### Selected extract ###
It appears further that the rates and charges under the *223old ordinance of 1915 are considerably higher than under the new ordinance of 1925, and the plaintiff is asking that the consumers of electricity of the city of Cincinnati be given the benefit of the lower rates and charges provided for by ordinance No. 328-1925.
Accepted Facts.
Ordinance No. 328-1925 is a rate ordinance duly passed by the council of the city of Cincinnati August 11, 1925, wherein rates and prices for electricity are fixed for a period of ten years, beginning October 8, 1925.
On August 11, 1925, the same date as its passage, Ordinance No. 328 was transmitted and filed with the mayor cf the city of Cincinnati for his approval or disapproval.
On August 20, 1925, the mayor of the city of Cincinnati disapproved, or in other words, vetoed and returned said ordinance to council with a statement of his objections to the same.
On September 2, 1925, council re-considered said ordinance and by vote of two-thirds approved the same, thus overturning the veto of the mayor.
On October 1, 1925, a referendum petition was filed with the city auditor of the city of Cincinnati, purporting to contain the signatures of ten per cent, of the electors of the city of Cincinnati, requesting a referendum on said ordinance No. 328-1925.
On October 9, 1925, the Union Gas & Electric Company filed with the council of the city of Cincinnati its written acceptance of said ordinance and agreement to abide by and fulfill all of the terms, conditions and provisions of the same, which written acceptance was duly received by the city council of Cincinnati, and ordered entered upon the minutes of council and duly filed by the clerk of council.
On June 9, 1926, the city council of Cincinnati repealed ordinance No. 328-1925.
Council did not pass an ordinance submitting said ordinance No. 328-1925 to the electors at either a general or special election. The regular election occurred on November 3, 1925.
*224There was no submission of Ordinance No. 328-1925 to the electors of the city of Cincinnati for their approval or disapproval.
The foregoing constitutes the series of events in the history of said ordinance and lay the basis of the respective claims of the parties to this cause.
Plaintiff’s and Gas Company’s Claim.
Plaintiff claims — and with this claim the defendant Gas Company is in accord — that the acceptance of Ordinance No. 328-1925 by the Gas Company effects a binding contract between the city and Gas Company, which the city and the users of electricity in the city have the right to have enforced.
###
#### Written task a
Rewrite the rows from the line containing "is: red jacket" through the line containing "[50,0,576,149]" as a Markdown table with the columns No. and Row text, omitting blank lines.
### Material for this task ###
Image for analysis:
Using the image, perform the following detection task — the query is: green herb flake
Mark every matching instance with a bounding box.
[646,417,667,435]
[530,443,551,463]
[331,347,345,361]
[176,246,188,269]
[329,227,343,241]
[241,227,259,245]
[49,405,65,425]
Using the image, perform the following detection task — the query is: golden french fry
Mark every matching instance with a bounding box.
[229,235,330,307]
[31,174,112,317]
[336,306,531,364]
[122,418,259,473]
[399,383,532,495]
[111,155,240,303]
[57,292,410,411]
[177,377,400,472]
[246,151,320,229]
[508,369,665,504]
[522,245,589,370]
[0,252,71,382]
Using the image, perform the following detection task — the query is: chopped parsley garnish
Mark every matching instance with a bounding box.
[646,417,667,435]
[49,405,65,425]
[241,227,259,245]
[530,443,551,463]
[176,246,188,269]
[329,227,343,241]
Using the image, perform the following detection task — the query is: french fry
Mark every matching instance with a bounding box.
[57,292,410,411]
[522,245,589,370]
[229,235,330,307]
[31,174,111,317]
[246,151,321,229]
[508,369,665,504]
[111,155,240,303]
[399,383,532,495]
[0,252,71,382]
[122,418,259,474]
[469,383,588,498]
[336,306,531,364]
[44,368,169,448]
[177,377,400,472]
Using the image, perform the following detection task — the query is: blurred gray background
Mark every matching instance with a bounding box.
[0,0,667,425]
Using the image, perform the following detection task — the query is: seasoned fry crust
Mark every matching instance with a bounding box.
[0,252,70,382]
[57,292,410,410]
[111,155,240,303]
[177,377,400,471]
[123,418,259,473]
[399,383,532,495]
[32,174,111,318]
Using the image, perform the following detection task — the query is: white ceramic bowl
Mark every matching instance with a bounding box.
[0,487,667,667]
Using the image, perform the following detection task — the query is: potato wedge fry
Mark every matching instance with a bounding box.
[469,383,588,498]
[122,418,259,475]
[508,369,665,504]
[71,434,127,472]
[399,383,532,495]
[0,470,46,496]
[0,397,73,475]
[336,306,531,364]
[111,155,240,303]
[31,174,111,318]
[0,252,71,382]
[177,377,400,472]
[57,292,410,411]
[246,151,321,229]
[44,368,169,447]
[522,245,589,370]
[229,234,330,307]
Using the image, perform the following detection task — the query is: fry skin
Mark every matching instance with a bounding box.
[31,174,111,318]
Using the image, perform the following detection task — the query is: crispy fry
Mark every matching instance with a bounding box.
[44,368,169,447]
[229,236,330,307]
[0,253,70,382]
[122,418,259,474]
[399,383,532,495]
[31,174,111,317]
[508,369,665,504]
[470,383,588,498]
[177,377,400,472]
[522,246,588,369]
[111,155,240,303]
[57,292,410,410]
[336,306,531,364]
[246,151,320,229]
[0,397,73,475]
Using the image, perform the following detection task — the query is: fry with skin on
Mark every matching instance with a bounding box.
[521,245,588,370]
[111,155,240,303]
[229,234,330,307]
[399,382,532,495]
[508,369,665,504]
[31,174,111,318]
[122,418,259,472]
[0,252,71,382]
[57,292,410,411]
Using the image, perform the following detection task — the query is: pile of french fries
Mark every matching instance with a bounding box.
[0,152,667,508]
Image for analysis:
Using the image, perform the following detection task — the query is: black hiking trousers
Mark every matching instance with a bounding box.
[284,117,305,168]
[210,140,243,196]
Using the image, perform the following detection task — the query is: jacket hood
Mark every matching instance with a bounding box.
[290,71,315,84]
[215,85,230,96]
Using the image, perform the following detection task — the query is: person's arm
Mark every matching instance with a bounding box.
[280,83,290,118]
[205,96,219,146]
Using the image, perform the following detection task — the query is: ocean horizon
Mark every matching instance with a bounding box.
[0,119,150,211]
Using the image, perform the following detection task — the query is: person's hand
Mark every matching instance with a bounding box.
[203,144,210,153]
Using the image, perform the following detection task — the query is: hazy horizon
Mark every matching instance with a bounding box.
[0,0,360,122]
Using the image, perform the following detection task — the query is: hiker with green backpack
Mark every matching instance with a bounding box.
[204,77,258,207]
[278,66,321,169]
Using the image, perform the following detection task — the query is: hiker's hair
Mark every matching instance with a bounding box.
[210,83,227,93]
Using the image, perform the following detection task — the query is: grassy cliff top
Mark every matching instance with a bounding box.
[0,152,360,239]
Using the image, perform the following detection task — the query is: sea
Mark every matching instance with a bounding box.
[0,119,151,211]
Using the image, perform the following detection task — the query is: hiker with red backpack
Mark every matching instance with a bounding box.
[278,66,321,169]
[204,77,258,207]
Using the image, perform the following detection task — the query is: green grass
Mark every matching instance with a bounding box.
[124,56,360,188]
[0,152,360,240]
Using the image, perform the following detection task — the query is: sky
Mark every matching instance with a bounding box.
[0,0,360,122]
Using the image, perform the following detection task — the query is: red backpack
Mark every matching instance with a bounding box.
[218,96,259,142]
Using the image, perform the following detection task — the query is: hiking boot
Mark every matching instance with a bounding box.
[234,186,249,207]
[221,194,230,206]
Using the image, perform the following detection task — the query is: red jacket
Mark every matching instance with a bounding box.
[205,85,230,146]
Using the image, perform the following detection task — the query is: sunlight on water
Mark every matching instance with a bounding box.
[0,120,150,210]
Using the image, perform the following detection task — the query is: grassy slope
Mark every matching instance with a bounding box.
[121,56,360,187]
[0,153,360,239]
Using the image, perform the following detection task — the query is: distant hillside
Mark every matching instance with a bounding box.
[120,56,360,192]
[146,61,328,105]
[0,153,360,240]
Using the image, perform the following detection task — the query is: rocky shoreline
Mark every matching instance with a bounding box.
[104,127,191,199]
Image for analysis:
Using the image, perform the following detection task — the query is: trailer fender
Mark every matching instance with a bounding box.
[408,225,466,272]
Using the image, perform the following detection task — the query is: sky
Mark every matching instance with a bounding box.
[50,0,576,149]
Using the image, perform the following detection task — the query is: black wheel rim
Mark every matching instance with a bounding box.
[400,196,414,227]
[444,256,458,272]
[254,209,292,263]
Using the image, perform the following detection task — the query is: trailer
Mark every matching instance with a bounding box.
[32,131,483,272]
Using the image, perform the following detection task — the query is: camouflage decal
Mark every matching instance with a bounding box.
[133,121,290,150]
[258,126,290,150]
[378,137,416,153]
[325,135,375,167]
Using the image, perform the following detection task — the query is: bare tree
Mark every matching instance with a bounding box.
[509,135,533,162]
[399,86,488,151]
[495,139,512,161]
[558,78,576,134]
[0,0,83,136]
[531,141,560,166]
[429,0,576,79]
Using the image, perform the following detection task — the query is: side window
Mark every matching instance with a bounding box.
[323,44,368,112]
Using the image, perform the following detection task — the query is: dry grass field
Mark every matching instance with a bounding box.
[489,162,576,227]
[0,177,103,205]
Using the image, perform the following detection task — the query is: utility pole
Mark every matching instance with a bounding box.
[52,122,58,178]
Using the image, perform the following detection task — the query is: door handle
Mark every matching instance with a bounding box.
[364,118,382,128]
###
#### Written task b
Answer yes or no for each statement about the ordinance history, and quote the words of the text that decide it: (i) The mayor vetoed Ordinance No. 328-1925 on August 20, 1925. (ii) Ordinance No. 328-1925 was submitted to the electors at the November 3, 1925 election. (iii) The city council repealed Ordinance No. 328-1925 on June 9, 1926.

#### Written response a
| No. | Row text |
|---|---|
| 1 | Using the image, perform the following detection task — the query is: red jacket |
| 2 | Mark every matching instance with a bounding box. |
| 3 | [205,85,230,146] |
| 4 | Using the image, perform the following detection task — the query is: sunlight on water |
| 5 | Mark every matching instance with a bounding box. |
| 6 | [0,120,150,210] |
| 7 | Using the image, perform the following detection task — the query is: grassy slope |
| 8 | Mark every matching instance with a bounding box. |
| 9 | [121,56,360,187] |
| 10 | [0,153,360,239] |
| 11 | Using the image, perform the following detection task — the query is: distant hillside |
| 12 | Mark every matching instance with a bounding box. |
| 13 | [120,56,360,192] |
| 14 | [146,61,328,105] |
| 15 | [0,153,360,240] |
| 16 | Using the image, perform the following detection task — the query is: rocky shoreline |
| 17 | Mark every matching instance with a bounding box. |
| 18 | [104,127,191,199] |
| 19 | Image for analysis: |
| 20 | Using the image, perform the following detection task — the query is: trailer fender |
| 21 | Mark every matching instance with a bounding box. |
| 22 | [408,225,466,272] |
| 23 | Using the image, perform the following detection task — the query is: sky |
| 24 | Mark every matching instance with a bounding box. |
| 25 | [50,0,576,149] |

#### Written response b
(i) Yes: "On August 20, 1925, the mayor of the city of Cincinnati disapproved, or in other words, vetoed and returned said ordinance to council"
(ii) No: "There was no submission of Ordinance No. 328-1925 to the electors of the city of Cincinnati for their approval or disapproval."
(iii) Yes: "On June 9, 1926, the city council of Cincinnati repealed ordinance No. 328-1925."